#### Problem to solve
Return word for word everything from the line containing "Please inspect the picture provided and identify white hair." down to the end of the records, including both of those ends.

========================

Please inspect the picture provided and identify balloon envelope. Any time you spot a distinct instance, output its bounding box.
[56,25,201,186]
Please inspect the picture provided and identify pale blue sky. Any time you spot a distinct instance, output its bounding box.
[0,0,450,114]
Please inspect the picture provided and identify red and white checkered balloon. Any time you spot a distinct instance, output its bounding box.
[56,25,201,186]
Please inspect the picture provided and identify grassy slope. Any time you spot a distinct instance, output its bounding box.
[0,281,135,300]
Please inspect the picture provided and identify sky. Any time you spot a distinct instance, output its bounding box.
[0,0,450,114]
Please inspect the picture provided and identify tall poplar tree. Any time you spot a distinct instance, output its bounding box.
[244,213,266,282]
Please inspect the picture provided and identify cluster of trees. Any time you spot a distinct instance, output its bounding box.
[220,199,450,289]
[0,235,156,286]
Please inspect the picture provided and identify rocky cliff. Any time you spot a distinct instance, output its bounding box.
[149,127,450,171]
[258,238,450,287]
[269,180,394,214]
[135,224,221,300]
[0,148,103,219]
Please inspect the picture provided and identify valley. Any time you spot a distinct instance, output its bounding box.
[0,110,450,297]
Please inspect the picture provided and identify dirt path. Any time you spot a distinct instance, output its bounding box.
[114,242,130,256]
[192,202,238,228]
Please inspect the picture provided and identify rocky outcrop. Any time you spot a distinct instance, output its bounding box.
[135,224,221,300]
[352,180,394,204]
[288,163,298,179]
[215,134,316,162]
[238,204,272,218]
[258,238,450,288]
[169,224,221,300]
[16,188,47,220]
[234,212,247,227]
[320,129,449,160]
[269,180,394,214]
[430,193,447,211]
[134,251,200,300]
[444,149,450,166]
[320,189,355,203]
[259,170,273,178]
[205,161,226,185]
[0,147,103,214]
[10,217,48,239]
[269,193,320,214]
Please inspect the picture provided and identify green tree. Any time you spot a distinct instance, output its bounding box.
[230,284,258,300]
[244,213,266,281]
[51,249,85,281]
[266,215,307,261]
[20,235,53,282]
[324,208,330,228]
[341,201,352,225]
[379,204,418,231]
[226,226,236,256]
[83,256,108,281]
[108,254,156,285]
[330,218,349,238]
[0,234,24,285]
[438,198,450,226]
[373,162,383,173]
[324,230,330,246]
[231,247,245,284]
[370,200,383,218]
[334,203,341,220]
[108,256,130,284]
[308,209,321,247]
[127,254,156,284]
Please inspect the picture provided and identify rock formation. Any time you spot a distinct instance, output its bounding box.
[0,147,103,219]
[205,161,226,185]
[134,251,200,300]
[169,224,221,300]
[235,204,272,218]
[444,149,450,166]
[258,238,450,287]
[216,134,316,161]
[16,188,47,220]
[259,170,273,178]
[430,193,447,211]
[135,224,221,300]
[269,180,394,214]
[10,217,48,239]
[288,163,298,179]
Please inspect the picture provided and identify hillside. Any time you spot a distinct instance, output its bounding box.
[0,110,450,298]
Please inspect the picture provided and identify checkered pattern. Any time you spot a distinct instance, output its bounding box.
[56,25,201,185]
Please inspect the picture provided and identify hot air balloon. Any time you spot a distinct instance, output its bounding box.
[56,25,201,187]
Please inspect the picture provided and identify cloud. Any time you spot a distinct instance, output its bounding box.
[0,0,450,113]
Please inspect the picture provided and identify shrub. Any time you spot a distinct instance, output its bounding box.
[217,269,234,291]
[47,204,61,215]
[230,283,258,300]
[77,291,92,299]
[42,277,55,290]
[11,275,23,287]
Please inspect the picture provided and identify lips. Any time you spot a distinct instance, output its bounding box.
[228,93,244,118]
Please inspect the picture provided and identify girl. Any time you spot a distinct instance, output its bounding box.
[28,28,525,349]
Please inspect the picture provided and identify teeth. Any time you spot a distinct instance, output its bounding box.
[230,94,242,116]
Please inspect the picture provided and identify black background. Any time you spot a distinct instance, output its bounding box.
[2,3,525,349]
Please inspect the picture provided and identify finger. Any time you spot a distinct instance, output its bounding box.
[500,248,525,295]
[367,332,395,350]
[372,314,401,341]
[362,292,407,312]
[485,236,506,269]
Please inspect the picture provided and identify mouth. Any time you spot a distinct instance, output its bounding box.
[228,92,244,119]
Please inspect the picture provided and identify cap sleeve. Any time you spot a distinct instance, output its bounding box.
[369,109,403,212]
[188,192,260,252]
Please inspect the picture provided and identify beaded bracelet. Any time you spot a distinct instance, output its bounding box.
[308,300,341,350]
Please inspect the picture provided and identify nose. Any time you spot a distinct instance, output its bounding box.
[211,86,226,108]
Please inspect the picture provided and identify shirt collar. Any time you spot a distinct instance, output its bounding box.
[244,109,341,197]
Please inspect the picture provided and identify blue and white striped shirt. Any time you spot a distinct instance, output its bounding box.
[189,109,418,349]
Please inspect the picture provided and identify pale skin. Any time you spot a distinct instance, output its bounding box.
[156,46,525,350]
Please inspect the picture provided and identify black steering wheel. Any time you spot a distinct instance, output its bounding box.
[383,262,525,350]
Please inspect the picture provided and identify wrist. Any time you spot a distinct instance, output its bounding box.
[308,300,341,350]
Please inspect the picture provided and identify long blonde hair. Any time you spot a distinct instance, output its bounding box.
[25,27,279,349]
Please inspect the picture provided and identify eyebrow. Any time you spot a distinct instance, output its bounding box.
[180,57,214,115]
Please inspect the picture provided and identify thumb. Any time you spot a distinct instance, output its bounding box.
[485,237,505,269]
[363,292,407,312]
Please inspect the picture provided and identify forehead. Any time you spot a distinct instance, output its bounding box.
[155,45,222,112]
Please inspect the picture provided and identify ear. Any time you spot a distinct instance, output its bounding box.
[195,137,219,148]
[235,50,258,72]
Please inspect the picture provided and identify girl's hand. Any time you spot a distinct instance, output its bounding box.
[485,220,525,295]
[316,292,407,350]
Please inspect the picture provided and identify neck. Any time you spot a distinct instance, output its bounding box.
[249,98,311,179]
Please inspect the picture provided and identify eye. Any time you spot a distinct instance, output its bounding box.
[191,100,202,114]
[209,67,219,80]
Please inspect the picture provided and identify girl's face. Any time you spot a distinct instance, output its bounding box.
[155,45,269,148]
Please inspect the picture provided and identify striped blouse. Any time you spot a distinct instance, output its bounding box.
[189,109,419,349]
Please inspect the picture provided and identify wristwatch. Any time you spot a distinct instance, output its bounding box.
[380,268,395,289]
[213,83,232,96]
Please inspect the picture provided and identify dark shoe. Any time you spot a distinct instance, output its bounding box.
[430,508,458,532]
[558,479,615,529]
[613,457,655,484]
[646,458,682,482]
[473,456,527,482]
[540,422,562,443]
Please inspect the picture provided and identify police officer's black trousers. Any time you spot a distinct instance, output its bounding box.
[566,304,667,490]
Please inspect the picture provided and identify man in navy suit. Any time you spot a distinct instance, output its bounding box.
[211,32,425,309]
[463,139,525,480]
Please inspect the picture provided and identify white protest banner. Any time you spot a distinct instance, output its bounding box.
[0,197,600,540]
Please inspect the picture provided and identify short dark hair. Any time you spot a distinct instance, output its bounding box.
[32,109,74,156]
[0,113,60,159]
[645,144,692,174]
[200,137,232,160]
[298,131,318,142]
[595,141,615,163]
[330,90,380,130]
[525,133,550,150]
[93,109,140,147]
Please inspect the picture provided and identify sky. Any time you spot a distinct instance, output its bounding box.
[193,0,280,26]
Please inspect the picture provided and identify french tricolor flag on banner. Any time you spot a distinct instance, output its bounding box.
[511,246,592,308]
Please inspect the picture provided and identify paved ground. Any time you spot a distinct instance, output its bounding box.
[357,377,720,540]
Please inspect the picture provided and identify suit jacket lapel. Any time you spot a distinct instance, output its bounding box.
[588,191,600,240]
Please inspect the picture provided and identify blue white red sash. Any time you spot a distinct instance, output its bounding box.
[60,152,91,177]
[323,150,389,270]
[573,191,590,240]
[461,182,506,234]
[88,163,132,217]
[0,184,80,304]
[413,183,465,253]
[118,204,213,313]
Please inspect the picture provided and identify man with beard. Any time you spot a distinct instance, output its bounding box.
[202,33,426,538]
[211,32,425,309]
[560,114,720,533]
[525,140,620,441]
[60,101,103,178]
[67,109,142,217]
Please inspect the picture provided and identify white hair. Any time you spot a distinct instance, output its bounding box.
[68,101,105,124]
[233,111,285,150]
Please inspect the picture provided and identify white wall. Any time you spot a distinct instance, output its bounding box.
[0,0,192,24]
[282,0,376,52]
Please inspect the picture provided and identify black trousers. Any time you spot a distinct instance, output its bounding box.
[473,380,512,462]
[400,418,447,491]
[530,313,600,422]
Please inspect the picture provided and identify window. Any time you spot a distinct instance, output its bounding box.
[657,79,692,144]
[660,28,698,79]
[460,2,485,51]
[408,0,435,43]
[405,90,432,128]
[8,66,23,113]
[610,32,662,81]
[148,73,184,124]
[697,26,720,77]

========================

#### Task result
Please inspect the picture provided and identify white hair. Any time you spot a distinct instance, output its bounding box.
[68,101,105,124]
[233,111,285,150]
Please inspect the picture provided and identify white wall. Any time you spot a distinct instance, output its bounding box.
[0,0,192,24]
[282,0,376,52]
Please inspect the picture provided and identify black trousers. Any time you spot a distinct instance, output its bounding box.
[473,380,512,462]
[400,418,447,491]
[530,313,600,422]
Please inspect the picture provided and identify window. Any time you spot a distinct instance, output its bounding box.
[657,79,692,144]
[660,28,698,79]
[460,2,485,51]
[408,0,435,43]
[405,90,432,128]
[8,66,23,113]
[610,32,662,81]
[148,73,184,124]
[697,26,720,77]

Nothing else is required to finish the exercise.